Written task ▸ Your task is to reproduce the entries below word for word.

Stored rows ▸
— START —

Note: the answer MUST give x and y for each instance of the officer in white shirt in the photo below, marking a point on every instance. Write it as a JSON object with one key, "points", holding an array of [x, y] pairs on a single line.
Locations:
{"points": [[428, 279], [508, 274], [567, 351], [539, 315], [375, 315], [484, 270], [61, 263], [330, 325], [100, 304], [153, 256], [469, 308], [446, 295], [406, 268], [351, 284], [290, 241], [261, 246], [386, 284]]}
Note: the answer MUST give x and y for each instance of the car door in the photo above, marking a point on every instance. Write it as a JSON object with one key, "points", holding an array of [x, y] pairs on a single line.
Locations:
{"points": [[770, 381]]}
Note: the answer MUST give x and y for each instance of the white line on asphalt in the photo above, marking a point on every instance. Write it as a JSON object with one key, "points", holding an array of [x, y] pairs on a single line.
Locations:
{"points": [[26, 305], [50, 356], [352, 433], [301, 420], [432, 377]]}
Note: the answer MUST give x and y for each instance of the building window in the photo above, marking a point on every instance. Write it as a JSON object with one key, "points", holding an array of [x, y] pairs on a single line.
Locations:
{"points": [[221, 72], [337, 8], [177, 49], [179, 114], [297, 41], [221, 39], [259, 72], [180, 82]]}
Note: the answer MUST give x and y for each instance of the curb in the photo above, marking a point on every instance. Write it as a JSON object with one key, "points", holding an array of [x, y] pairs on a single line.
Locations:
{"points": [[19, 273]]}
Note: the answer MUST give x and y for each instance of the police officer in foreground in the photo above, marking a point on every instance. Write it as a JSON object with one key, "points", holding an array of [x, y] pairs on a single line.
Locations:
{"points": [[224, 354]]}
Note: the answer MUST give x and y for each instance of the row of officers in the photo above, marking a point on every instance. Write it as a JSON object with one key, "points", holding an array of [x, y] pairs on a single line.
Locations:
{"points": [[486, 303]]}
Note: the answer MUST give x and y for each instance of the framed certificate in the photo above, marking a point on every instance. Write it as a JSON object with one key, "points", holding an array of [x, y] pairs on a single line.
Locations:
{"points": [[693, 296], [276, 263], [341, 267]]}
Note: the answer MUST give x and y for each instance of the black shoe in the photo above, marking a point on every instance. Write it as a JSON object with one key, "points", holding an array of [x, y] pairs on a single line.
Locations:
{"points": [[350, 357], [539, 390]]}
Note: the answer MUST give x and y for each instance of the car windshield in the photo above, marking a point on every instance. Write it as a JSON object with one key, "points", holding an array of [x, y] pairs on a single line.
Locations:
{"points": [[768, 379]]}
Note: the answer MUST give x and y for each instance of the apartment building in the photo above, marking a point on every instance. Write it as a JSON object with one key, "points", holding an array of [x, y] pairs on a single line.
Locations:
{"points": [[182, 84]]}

— END —

Response to the exercise ▸
Note: the answer MUST give x and y for each instance of the officer in white shirt in the photo below, marking a point on every instance. Write it as a JSON object with one key, "points", holding an array of [x, y] pairs on a single line.
Locations:
{"points": [[428, 279], [508, 274], [567, 351], [539, 315], [375, 315], [484, 270], [61, 263], [330, 325], [100, 304], [153, 256], [469, 308], [446, 295], [406, 268], [351, 284], [290, 241], [261, 246], [386, 284]]}
Note: the answer MUST give x and y for each instance of the car door in the photo above, marking a point on every instance. Write it as a JSON object with one key, "points", holding an array of [x, y] pairs on a single line.
Locations:
{"points": [[770, 381]]}
Note: the answer MUST give x and y for each instance of the white line on asphalt in the photo above, marking a point on every instance. Write it as a JSON object with one key, "points", holding an array of [x, y] pairs on a single line.
Locations:
{"points": [[26, 305], [50, 356], [352, 433], [301, 420], [432, 377]]}
Note: the answer MUST give x and y for each instance of the building window in the photo above, marking a point on every instance. Write it as a JSON object with one key, "points", holding an array of [x, y] pairs on a single line.
Locations:
{"points": [[221, 72], [337, 8], [177, 49], [179, 114], [297, 41], [221, 39], [259, 72], [180, 82]]}
Note: the answer MUST give x and y for each instance of the curb in the photo above, marking a point on every instance. Write it as a JSON object with one key, "points", holding an array of [x, y] pairs on a single line.
Locations:
{"points": [[19, 273]]}
Note: the answer MUST give x and y for each instance of the police officer in foreground in the photo above, marking a point on every instance. Write it as a JSON object with one key, "points", holding an array of [x, y] pairs on a single line.
Locations:
{"points": [[224, 354]]}
Note: the answer MUST give x and y for each instance of the row of officers in the photo above, marking a point on every instance. Write it as a JSON object with one key, "points", holding an array of [x, y] pairs on a single line.
Locations:
{"points": [[486, 303]]}
Note: the answer MUST give x and y for each instance of the framed certificate in the photo above, marking a point on every instance. Write it as a JSON object with one key, "points", holding an array of [x, y] pairs on a single line.
Locations:
{"points": [[693, 296], [276, 263], [341, 267]]}
Note: the answer MUST give x and y for each instance of the black shoe in the photo above, marking a point on every instance. Write it as a JSON object with one key, "points", holding an array of [x, y] pairs on a single line.
Locations:
{"points": [[350, 357], [539, 390]]}
Note: the answer MUST give x and y for each instance of the car windshield in the photo above, marking a point on every instance. Write it as a JSON object with one key, "points", holding an array of [x, y] pairs on a single line.
Locations:
{"points": [[768, 379]]}
Note: the answer MUST give x and y for each instance of the apartment building in the photo above, marking a point on every instance. Write it as a JSON object with one key, "points", holding an array of [x, y] pairs on a single line.
Locations:
{"points": [[182, 84]]}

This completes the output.